* **USING THE INFORMATION**
A. In the article below on Kashmiri youth stranded in Dubai, rewrite the paragraph that begins "Two such flights" in shorter form, keeping its main facts.
B. Decide whether each statement agrees with the article below on Kashmiri youth stranded in Dubai. Answer yes or no for each and quote the words that decide it.
(i) The Vande Bharat Mission arranged two flights from Dubai to Srinagar.
(ii) The chartered flights are paid for by the J&K administration.
(iii) Companies started cutting staff in April.
C. Extend the article below on Kashmiri youth stranded in Dubai, picking up after its last paragraph.

Other State

A helping hand for Kashmiri youth stranded in Dubai

A team of businessmen and professionals are facilitating chartered flights

The growing number of distress calls by Dubai-based youth and families originally from Kashmir has forced the community to depend on self-financed chartered flights.

A small group of businessmen and professionals there are helping with logistics for the stranded and even pooled some money to help those who are unable to pay the fare.

Two such flights, one on June 25 and another on July 3, have brought back 385 people. “Scores of companies stopped hiring and started thinning out staff in April, with many Kashmiris also losing their jobs. We had no money to pay even rent. We started shifting to friend’s places. But it was getting difficult with each passing day,” said Adil Ahmad (name changed), who worked in the sales section of a company.

Desperate to return, dozens of unemployed youth started uploading videos online in a bid to attract the attention of the J&K administration. In fact, the government-run Vande Bharat Mission did arrange two flights from Dubai to Srinagar on May 22 and June 11.

* **EXTRACTED DATA**
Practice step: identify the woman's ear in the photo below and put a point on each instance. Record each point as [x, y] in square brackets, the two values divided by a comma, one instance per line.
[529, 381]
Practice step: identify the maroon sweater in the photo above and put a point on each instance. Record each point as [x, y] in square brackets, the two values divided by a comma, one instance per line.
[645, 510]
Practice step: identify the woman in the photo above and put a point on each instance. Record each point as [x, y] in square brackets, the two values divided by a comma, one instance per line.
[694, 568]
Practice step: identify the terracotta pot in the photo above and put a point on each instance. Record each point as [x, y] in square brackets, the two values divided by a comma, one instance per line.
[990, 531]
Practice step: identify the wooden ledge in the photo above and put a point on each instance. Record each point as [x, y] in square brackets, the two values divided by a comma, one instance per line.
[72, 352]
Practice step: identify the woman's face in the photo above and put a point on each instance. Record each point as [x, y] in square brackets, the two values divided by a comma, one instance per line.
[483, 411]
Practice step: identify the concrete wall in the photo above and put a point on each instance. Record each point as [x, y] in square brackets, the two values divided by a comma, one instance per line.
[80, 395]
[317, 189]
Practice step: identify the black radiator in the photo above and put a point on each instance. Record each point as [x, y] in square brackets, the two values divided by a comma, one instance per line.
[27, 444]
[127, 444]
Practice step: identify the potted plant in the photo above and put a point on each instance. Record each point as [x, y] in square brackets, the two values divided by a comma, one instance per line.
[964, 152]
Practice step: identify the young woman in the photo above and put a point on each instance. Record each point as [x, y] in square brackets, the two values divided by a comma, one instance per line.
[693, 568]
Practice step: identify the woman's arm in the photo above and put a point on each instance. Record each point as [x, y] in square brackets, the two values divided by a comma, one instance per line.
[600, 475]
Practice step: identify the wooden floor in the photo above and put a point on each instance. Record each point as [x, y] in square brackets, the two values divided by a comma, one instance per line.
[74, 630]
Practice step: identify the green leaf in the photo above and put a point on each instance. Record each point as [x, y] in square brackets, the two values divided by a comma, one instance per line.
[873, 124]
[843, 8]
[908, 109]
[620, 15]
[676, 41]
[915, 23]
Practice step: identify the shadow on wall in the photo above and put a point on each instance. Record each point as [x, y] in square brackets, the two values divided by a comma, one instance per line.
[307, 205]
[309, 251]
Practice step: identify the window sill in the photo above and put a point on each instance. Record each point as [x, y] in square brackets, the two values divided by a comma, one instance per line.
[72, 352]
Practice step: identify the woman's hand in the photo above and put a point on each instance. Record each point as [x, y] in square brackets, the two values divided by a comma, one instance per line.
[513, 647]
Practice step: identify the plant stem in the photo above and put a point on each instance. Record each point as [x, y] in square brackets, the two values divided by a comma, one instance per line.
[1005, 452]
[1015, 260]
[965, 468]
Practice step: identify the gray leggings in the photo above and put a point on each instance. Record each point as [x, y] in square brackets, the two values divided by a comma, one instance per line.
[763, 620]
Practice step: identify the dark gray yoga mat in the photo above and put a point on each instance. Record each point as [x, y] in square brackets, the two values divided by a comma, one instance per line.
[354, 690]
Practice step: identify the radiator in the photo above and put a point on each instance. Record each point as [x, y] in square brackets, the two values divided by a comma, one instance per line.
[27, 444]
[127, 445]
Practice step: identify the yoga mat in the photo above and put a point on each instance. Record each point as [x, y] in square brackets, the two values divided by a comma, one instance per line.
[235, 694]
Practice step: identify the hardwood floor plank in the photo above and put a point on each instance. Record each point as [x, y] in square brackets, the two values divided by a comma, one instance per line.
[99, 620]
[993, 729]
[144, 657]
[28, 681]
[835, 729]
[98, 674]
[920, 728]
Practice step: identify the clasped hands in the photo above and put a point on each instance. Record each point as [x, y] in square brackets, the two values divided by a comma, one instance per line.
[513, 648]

* **ANSWERS IN ORDER**
A. Two flights, on June 25 and July 3, brought 385 people home. Adil Ahmad (name changed), who worked in sales for a company, said many companies stopped hiring and began cutting staff in April, and many Kashmiris lost their jobs. With no money for rent, people moved in with friends, but that grew harder every day.

B.
(i) Yes: "the government-run Vande Bharat Mission did arrange two flights from Dubai to Srinagar on May 22 and June 11."
(ii) No: "forced the community to depend on self-financed chartered flights."
(iii) Yes: "Scores of companies stopped hiring and started thinning out staff in April."

C.
“These two flights did manage to shift back older people, pregnant women and passengers with medical emergencies. However, over 800 stranded Kashmiris continued to suffer. We wanted to attend to their desperation,” said Farooq Peerzada, an engineer working in Dubai, told The Hindu over the phone.

Six Dubai-based employees and businessmen, including Kaiser Zargar, Alim Banday, Sajad Wani, Irfan Wani , Sadia Dehlvi and Farooq Peerzada, worked on an alternative initiative, ‘Fly Kashmir Team’.

“The ‘Fly Kashmir Team’ and Miraj Islamic Art, a carpet company, started working on charter flights. It was a tedious process. We started registering the stranded passengers on J&K-government run portals to get an approval from the Divisional Commissioner, Kashmir,” Mr. Peerzada said.

The cumbersome process saw step-by-step clearance by the Aviation Ministry, the immigration departments and the Ministry of Foreign Affairs, Dubai etc.

“The process was getting more tough with getting the airspace approval, arranging the medical staff and quarantine facilities approval in Srinagar. Finally, June 25 saw the first self-financed chartered flight touching ground in Srinagar,” said Mr. Peerzada.

He said a team of dedicated Kashmiris worked from dawn to dusk to evacuate these desperate people. “A third self-financed flight is scheduled for this week,” Mr. Peerzada.

According to an estimate, over 30,000 people from Kashmir, including employees and their families, live in Dubai.

From other places

In the past 45 days, eight international evacuation flights carried 1,262 passengers from various places to the Srinagar airport. “Around 67,000 passengers have used the air service since May 25 till July 8 to return home,” an official said.

Meanwhile, a J&K government spokesman said 1.98 lakh stranded residents returned to the Union Territory by July 8, using both the surface and air routes.